(BRIEF)
Each record must be retyped in full. No character may differ.

(PROVIDED DATA)
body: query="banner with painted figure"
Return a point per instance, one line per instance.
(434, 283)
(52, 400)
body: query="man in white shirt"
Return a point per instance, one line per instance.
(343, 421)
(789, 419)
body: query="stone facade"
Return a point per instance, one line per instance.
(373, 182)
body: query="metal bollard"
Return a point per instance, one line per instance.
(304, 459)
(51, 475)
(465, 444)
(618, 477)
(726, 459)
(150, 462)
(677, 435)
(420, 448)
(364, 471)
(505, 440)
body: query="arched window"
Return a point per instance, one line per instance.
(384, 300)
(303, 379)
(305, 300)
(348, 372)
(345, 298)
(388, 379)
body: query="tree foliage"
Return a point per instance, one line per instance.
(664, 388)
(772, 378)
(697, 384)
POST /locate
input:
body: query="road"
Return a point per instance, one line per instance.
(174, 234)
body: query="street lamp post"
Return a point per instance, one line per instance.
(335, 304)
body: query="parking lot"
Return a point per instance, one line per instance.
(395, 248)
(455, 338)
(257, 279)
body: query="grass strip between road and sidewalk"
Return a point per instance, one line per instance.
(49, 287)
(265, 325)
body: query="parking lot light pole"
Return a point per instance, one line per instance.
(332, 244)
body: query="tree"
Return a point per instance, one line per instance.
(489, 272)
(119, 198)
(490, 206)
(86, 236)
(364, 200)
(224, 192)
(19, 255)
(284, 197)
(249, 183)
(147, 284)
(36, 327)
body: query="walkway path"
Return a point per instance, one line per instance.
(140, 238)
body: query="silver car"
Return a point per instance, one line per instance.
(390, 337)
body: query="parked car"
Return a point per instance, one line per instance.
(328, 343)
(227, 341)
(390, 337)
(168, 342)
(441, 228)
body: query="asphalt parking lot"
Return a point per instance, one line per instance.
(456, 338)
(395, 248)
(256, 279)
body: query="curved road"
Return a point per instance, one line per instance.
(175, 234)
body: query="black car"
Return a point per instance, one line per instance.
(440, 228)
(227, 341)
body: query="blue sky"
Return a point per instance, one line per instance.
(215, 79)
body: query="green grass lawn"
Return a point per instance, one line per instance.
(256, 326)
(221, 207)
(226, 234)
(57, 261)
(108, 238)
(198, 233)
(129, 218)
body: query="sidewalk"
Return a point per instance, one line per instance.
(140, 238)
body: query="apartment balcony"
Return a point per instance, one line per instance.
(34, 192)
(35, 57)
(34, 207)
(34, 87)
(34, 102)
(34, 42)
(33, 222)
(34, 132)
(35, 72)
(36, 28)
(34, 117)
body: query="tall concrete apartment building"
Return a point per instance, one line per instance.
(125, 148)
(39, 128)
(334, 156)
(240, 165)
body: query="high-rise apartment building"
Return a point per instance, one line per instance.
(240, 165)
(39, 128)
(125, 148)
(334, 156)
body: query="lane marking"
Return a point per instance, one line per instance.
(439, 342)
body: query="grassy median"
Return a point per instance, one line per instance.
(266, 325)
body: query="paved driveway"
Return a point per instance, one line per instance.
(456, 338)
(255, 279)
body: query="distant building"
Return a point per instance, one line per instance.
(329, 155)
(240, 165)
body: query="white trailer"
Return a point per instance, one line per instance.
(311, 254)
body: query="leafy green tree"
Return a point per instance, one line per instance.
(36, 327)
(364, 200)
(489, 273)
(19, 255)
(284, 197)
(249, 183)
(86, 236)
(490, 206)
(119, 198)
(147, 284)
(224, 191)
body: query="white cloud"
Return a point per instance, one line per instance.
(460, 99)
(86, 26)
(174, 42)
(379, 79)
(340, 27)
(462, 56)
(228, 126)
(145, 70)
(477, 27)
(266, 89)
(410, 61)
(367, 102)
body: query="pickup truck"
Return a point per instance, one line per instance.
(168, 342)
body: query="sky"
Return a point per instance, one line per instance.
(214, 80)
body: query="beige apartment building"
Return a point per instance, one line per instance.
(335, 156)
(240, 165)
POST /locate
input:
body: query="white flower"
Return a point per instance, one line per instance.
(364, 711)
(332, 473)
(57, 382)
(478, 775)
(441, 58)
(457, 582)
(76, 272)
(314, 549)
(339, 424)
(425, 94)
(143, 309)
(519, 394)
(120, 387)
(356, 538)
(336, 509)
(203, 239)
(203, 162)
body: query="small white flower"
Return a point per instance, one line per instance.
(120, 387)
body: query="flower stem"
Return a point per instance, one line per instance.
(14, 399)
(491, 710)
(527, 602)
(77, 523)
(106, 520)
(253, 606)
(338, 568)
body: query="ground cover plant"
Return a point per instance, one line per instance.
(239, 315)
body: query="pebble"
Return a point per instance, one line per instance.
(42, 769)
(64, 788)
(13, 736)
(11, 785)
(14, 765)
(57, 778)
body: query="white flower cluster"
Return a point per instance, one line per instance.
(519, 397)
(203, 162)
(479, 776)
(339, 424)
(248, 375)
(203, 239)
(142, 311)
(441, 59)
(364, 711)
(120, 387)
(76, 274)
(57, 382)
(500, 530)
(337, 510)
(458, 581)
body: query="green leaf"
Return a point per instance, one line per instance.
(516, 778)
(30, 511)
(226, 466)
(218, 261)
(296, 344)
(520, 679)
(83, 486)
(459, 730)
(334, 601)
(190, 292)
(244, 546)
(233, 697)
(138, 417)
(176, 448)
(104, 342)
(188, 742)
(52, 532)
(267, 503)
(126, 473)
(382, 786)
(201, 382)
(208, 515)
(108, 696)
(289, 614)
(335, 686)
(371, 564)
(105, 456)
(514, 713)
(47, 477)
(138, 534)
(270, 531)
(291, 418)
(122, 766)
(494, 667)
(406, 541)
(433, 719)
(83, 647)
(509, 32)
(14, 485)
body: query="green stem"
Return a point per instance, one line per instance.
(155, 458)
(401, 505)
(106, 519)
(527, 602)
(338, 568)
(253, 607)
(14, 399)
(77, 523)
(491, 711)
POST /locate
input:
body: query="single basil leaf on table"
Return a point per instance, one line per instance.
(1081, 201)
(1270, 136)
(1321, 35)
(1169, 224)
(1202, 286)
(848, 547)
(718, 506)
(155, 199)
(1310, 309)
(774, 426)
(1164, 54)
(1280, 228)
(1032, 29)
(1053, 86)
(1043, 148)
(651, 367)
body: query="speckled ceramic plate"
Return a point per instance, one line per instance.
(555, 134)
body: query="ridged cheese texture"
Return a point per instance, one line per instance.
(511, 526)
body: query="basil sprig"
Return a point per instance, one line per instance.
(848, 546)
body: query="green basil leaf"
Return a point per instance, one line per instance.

(EXERCISE RESPONSE)
body: query="banner with painted figure"
Return a point per instance, one line per instance.
(434, 283)
(52, 400)
body: query="man in white shirt"
Return a point per instance, one line per instance.
(343, 421)
(789, 419)
body: query="stone facade"
Return a point per instance, one line per instance.
(373, 182)
body: query="metal bollard"
Return a point per instance, one line per instance.
(304, 459)
(51, 475)
(465, 444)
(618, 477)
(726, 459)
(150, 462)
(677, 435)
(420, 448)
(364, 471)
(505, 440)
body: query="arched window"
Return a point per instance, one line per instance.
(384, 300)
(303, 379)
(305, 300)
(348, 372)
(345, 298)
(388, 379)
body: query="tree foliage"
Return a point per instance, one line per instance.
(664, 388)
(772, 378)
(697, 384)
POST /locate
input:
body: query="road"
Return a point per instance, one line per instance.
(174, 234)
body: query="street lamp post"
Return a point per instance, one line per instance.
(335, 304)
body: query="parking lot"
Return a point per instance, one line per instance.
(395, 248)
(455, 338)
(257, 279)
body: query="grass strip between road and sidewalk"
Return a point per instance, one line per instance.
(49, 287)
(265, 325)
body: query="parking lot light pole"
Return a point per instance, one line per instance.
(332, 244)
body: query="tree"
Return a point per instance, one line per instance.
(489, 272)
(119, 198)
(490, 206)
(86, 236)
(364, 200)
(224, 192)
(19, 255)
(284, 197)
(249, 183)
(147, 284)
(36, 327)
body: query="walkway path"
Return a point per instance, one line per instance.
(140, 238)
body: query="silver car"
Return a point per instance, one line per instance.
(390, 337)
body: query="parked car"
Return a point per instance, one line per instance.
(328, 343)
(227, 341)
(390, 337)
(168, 342)
(441, 228)
body: query="asphalt parking lot"
Return a point per instance, one line per instance.
(456, 338)
(395, 248)
(256, 279)
body: query="curved road"
Return a point per instance, one line per instance.
(175, 234)
body: query="black car"
Return a point per instance, one line per instance.
(440, 228)
(227, 341)
body: query="blue sky"
Return a point per instance, one line per instance.
(215, 79)
body: query="green grass lawn"
Return a point per instance, one line per instance.
(256, 326)
(221, 207)
(226, 234)
(57, 261)
(108, 238)
(198, 233)
(129, 218)
body: query="sidewalk"
Return a point per instance, one line per instance.
(140, 238)
body: query="apartment balcony"
Return a point per instance, one line per instance.
(34, 192)
(35, 57)
(34, 207)
(34, 87)
(34, 102)
(34, 42)
(33, 222)
(34, 132)
(35, 72)
(36, 28)
(34, 117)
body: query="tall concrete apartment building"
Return a point per instance, one line per instance.
(125, 148)
(39, 128)
(334, 156)
(240, 165)
body: query="high-rise apartment building"
Return a point per instance, one line per instance.
(240, 165)
(39, 128)
(125, 148)
(334, 156)
body: query="lane marking"
Return a point per instance, one line per instance.
(439, 342)
body: query="grassy median"
Return a point per instance, one line per instance.
(266, 325)
body: query="paved driveway"
Return a point per instance, one line per instance.
(456, 338)
(255, 279)
body: query="distant building"
Return a point per instance, one line per instance.
(329, 155)
(240, 165)
body: query="white trailer"
Return a point per instance, one line per instance.
(311, 254)
body: query="leafy green tree"
Return a point per instance, one line per instance.
(36, 327)
(364, 200)
(489, 273)
(19, 255)
(284, 197)
(249, 183)
(86, 236)
(490, 206)
(119, 198)
(147, 284)
(224, 191)
body: query="white cloud"
Return a point per instance, one line per instance.
(460, 99)
(86, 26)
(174, 42)
(379, 79)
(340, 27)
(462, 56)
(228, 126)
(145, 70)
(477, 27)
(266, 89)
(410, 61)
(367, 102)
body: query="pickup truck"
Return a point per instance, one line per instance.
(168, 342)
body: query="sky"
Return a point per instance, one line per instance.
(214, 80)
body: query="beige apartment building"
Return a point per instance, one line per instance.
(335, 156)
(240, 165)
POST /locate
input:
body: query="white flower"
Return a point per instance, one line per instance.
(364, 711)
(332, 473)
(57, 382)
(478, 775)
(441, 58)
(457, 582)
(76, 272)
(314, 549)
(339, 424)
(425, 94)
(143, 309)
(519, 394)
(120, 387)
(356, 538)
(336, 509)
(203, 239)
(203, 162)
body: query="small white flower"
Return a point per instance, one line per instance.
(120, 387)
body: query="flower stem"
Return a point per instance, one line per instance.
(14, 399)
(491, 710)
(527, 602)
(77, 523)
(106, 520)
(253, 606)
(338, 568)
body: query="ground cover plant"
Return a point per instance, one line per instance.
(239, 315)
body: query="pebble"
Return a point per instance, one line per instance.
(42, 769)
(64, 788)
(13, 736)
(11, 785)
(14, 765)
(57, 778)
body: query="white flower cluster"
Return a point per instance, one line per instance.
(519, 397)
(203, 162)
(479, 776)
(339, 424)
(248, 375)
(203, 239)
(142, 311)
(441, 59)
(364, 711)
(120, 387)
(76, 274)
(57, 382)
(500, 530)
(337, 510)
(458, 581)
body: query="green leaf"
Return a point per instance, one line per instance.
(516, 778)
(30, 511)
(226, 466)
(218, 261)
(296, 344)
(520, 679)
(83, 486)
(459, 730)
(334, 601)
(190, 292)
(244, 546)
(233, 697)
(138, 417)
(176, 448)
(104, 342)
(188, 742)
(52, 532)
(267, 503)
(126, 473)
(382, 786)
(201, 382)
(208, 515)
(108, 696)
(289, 614)
(335, 686)
(371, 564)
(105, 456)
(514, 713)
(47, 477)
(138, 534)
(270, 531)
(291, 418)
(122, 766)
(494, 667)
(406, 541)
(433, 719)
(83, 647)
(509, 32)
(14, 485)
body: query="green stem"
Return a point per instance, one line per instance.
(155, 458)
(401, 505)
(106, 519)
(527, 602)
(338, 568)
(253, 607)
(14, 399)
(77, 523)
(491, 711)
POST /locate
input:
body: query="single basil leaf on table"
Return a point per instance, one line per instance.
(1081, 201)
(1270, 136)
(1321, 35)
(1169, 224)
(1202, 286)
(848, 547)
(718, 506)
(155, 199)
(1310, 309)
(774, 426)
(1164, 54)
(1280, 228)
(1032, 29)
(1053, 86)
(1043, 148)
(651, 367)
body: query="speckled ceramic plate"
Return a point per instance, one line per instance.
(555, 134)
body: query="ridged cheese texture"
Return a point per instance, one line per instance.
(511, 526)
body: query="basil sprig"
Return a point per instance, one line per instance.
(848, 546)
body: query="green basil leaf"
Return a point per instance, one line per instance.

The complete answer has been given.